*ENTRIES SUPPLIED:*
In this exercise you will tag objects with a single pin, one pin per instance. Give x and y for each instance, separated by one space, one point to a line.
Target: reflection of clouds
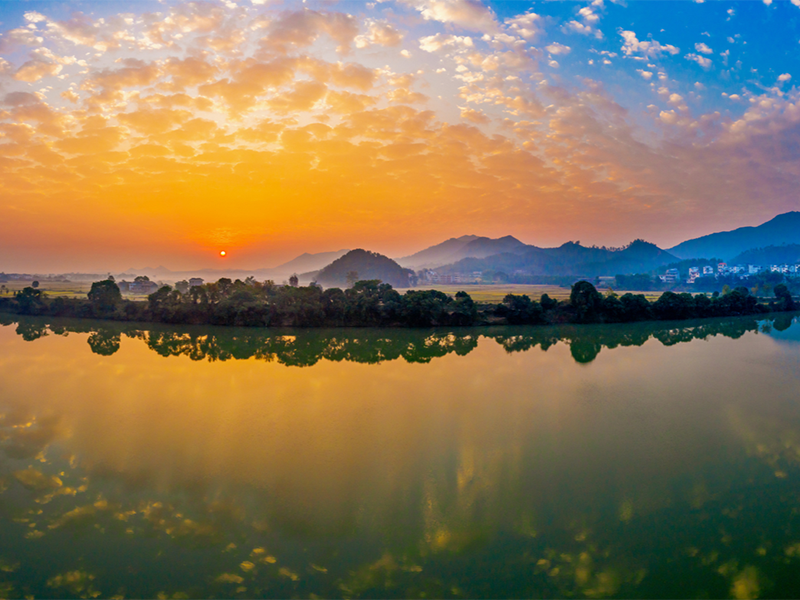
438 460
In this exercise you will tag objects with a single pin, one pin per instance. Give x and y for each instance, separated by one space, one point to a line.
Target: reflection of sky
790 335
396 470
288 127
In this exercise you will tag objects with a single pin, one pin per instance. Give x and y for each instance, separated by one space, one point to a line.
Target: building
672 276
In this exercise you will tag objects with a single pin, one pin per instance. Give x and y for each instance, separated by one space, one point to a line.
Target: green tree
784 296
30 301
104 297
586 301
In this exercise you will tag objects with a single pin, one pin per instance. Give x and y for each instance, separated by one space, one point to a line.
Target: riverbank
375 304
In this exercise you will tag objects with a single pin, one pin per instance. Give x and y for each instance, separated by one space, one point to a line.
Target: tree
104 297
30 301
547 302
519 310
784 296
586 301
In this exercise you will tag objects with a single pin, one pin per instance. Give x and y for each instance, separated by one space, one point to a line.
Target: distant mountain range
783 229
303 263
570 259
364 265
454 249
776 241
770 255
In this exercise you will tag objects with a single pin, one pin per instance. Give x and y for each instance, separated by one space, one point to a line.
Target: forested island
306 347
372 303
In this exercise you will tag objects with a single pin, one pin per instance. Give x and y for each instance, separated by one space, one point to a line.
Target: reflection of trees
477 509
104 342
305 347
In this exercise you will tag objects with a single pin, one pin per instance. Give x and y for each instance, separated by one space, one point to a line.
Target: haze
164 132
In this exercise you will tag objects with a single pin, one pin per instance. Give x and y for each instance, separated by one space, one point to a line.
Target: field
54 289
478 292
496 293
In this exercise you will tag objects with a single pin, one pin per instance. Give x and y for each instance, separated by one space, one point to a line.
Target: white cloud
556 48
469 14
579 27
34 17
700 60
588 15
526 26
649 49
432 43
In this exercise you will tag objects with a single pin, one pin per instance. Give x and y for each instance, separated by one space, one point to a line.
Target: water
641 461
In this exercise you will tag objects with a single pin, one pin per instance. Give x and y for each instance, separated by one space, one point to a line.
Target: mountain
570 259
783 229
440 254
367 265
308 262
467 246
788 254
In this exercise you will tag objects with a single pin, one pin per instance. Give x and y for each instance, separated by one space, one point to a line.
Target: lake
657 460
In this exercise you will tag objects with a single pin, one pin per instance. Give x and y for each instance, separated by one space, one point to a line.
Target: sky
147 133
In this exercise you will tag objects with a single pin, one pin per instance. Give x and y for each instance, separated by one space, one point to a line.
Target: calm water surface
643 461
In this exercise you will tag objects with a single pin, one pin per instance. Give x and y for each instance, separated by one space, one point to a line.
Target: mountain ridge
781 229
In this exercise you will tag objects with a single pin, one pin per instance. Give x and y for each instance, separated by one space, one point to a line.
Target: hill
368 265
308 262
783 229
468 246
771 255
571 259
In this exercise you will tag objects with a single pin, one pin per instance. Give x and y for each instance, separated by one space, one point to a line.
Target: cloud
299 29
700 60
433 43
34 70
469 14
557 49
527 26
651 49
379 34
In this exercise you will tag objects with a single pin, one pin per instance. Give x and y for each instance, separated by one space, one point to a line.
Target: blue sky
596 120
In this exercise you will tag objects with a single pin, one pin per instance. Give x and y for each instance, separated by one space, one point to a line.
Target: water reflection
666 468
306 347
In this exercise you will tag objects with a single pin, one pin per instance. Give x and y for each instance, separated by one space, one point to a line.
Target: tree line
374 304
308 346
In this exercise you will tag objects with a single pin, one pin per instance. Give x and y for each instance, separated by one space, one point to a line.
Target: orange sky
160 138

*WHAT THE TASK ASKS:* Pick out every line in the records above that contains the word "mountain", and copy each of those lines. Case counts when matching.

*COMPLETE ANSWER:*
Target: distant mountain range
Target: mountain
Target: mountain ridge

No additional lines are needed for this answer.